Return every line of the listing below word for word, changing nothing.

**Position identification records**.
•••
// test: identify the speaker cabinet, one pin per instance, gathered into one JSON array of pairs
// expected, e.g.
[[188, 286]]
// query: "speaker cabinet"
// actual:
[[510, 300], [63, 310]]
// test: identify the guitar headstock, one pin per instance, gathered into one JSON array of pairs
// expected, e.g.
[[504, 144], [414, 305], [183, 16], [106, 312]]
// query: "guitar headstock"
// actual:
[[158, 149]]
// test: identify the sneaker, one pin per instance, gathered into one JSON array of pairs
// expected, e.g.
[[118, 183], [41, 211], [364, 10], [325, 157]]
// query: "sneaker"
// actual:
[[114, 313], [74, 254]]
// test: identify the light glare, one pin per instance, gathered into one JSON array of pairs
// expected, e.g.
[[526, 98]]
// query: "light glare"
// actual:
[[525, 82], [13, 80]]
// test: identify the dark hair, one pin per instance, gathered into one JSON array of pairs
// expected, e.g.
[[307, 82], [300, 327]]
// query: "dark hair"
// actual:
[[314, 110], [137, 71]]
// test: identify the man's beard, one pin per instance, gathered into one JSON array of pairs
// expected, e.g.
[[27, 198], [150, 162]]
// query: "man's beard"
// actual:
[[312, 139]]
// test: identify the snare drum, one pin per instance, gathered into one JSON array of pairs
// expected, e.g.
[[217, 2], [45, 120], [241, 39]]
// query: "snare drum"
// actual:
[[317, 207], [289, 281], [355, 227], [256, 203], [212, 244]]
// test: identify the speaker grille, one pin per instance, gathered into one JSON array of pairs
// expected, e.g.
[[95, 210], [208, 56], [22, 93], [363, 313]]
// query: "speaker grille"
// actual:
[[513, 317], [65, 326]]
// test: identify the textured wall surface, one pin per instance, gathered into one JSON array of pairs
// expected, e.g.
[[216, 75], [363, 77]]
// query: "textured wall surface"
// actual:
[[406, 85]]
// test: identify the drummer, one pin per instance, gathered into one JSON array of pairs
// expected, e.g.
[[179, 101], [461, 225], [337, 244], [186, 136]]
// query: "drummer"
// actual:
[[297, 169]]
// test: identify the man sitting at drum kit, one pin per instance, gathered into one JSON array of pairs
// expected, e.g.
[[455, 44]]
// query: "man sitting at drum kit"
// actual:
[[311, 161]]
•••
**RESPONSE TO THE EXERCISE**.
// test: identify the speaker cabinet, one pin per instance, gathered into one JSON array of pairs
// expected, e.g.
[[188, 286]]
// query: "speaker cabinet"
// actual:
[[510, 300], [63, 310]]
// test: identify the guitar headstock, one pin per instance, gathered into one JSON array of pairs
// expected, e.g.
[[504, 144], [414, 305], [183, 16], [106, 312]]
// query: "guitar headstock"
// actual:
[[158, 149]]
// test: identify the sneaker, one pin per instance, gathered into one JSON array of pairs
// expected, e.g.
[[118, 183], [41, 211], [364, 10], [325, 157]]
// query: "sneaker"
// actual:
[[114, 313], [74, 254]]
// test: identify the light glare, one pin per instance, gathered into one JSON array of pairs
// expected, e.g.
[[526, 98]]
// query: "light glare"
// actual:
[[525, 82], [13, 80]]
// test: identify the dark hair, one pin per instance, gathered into one JSON array of pairs
// expected, e.g.
[[307, 82], [300, 327]]
// query: "dark hair"
// actual:
[[314, 110], [137, 71]]
// test: identify the man's beard, one pin per instance, gathered into one JSON array of pairs
// expected, e.g.
[[27, 198], [150, 162]]
// query: "man's beard"
// actual:
[[312, 139]]
// test: identify the snare drum, one pin per instance, gathered into one JSON array of pairs
// expected, e.g.
[[217, 2], [45, 120], [241, 39]]
// query: "snare drum"
// actual:
[[317, 207], [289, 281], [355, 227], [256, 203], [212, 244]]
// test: identify the speaker grille, one pin per instance, gathered into one JSON array of pairs
// expected, e.g.
[[95, 210], [208, 56], [22, 93], [363, 313]]
// query: "speaker grille"
// actual:
[[513, 317], [65, 326]]
// test: identify the textured wall surface, one pin per instance, gathered into one JSON array of pairs
// expected, e.g.
[[216, 75], [363, 77]]
// query: "textured wall surface"
// actual:
[[406, 85]]
// test: identify the drummer, one pin per instance, gathered into one JSON array of pairs
// expected, e.g.
[[179, 101], [461, 225], [337, 244], [186, 136]]
// query: "drummer"
// actual:
[[297, 169]]
// test: identify the man sitting at drum kit, one pin per instance, gathered into one JSON array of pairs
// expected, e.g.
[[455, 44]]
// query: "man sitting at drum kit"
// actual:
[[311, 161]]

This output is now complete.